[GIVEN RECORDS — start]
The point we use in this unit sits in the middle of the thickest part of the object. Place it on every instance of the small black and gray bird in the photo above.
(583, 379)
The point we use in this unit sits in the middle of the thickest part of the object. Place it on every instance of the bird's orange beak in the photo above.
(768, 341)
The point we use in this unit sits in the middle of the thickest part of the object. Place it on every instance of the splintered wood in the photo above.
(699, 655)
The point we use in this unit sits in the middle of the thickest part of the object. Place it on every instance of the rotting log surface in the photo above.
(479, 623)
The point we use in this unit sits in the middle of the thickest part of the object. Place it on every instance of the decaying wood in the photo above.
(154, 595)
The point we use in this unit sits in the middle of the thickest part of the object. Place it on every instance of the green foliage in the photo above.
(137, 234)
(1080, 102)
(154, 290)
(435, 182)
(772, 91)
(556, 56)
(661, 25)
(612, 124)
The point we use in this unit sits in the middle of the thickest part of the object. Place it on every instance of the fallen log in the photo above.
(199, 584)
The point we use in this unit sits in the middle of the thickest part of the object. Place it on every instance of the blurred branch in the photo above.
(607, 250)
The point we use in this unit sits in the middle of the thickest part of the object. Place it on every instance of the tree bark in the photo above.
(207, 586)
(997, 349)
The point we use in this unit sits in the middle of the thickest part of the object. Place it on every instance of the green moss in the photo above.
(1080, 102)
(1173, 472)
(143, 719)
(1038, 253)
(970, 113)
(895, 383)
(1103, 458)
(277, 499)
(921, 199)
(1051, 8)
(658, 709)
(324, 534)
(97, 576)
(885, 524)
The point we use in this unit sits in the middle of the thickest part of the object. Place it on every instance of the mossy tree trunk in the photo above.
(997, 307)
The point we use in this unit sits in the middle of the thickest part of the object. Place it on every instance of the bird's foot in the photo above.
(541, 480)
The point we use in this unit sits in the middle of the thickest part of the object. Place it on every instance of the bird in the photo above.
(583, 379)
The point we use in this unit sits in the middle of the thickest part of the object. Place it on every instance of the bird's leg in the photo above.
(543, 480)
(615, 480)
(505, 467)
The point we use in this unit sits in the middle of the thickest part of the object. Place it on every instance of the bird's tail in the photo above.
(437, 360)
[GIVEN RECORDS — finish]
WHAT YOU WILL DO → Transcribe all of the data above, keeping each line exactly as it stands.

SOLUTION TO THE EXERCISE →
The point we use in this unit sits in the middle of the thickest part of the object. Place it on every instance of the small black and gray bird in the photo above.
(583, 379)
The point we use in this unit sits in the middle of the thickest part of the object. Place it on every instance of the bird's orange beak in the photo above.
(768, 341)
The point we use in this unit sits in the middle of the thickest part of the object. Place it on every instance of the splintered wood in the photo above.
(699, 655)
The point we use in this unit sits in the middle of the thickest part of the object. Place it on every instance of the rotting log surface in the photo above.
(479, 623)
The point we use in this unit sits in the middle of the thickest part of the object. Place it on every instance of the decaying wood in the photo above.
(154, 595)
The point we use in this unit sits in the middle of the thickest part of the object. Place it on every instance of the green foliage in the photo above.
(137, 234)
(1080, 102)
(154, 290)
(435, 182)
(772, 91)
(556, 56)
(661, 25)
(612, 124)
The point we use in this unit sits in the middle of the thickest part of the object. Place it on every instance of the fallen log in the photo above.
(199, 584)
The point we use in this unit sits in the middle of the thickest part of the object. Place it on every instance of the blurred branch in the photo above.
(607, 250)
The point we use in this unit sits in the middle of the thickest part of the object. Place it on every instance of the tree bark in the photo above.
(207, 586)
(997, 349)
The point we use in this unit sits in the middle of the thickest part of the object. Place it on every instance of the green moss in the photo above.
(1080, 102)
(1173, 472)
(143, 719)
(1038, 253)
(970, 113)
(895, 383)
(1103, 458)
(277, 499)
(921, 199)
(1051, 8)
(658, 709)
(324, 534)
(97, 576)
(885, 524)
The point we use in this unit sits in the middle of the thickest part of the object. Place it on every instance of the mossy tree trunk in the photo above.
(997, 307)
The point we use in this unit sits in the middle of the thickest part of the object. Place it on every instance of the bird's foot in the photo above.
(541, 480)
The point we use in this unit sits in the middle of the thickest part of the object. Place it on every instance of the bird in the photo above.
(583, 379)
The point we use in this unit sits in the middle of the thickest part of the object. Place it on every instance of the bird's leg in the photo above.
(543, 480)
(615, 480)
(505, 467)
The point we use in this unit sits in the middle of the thickest part of the object. Place it on every instance of the bird's tail in the photo above.
(437, 360)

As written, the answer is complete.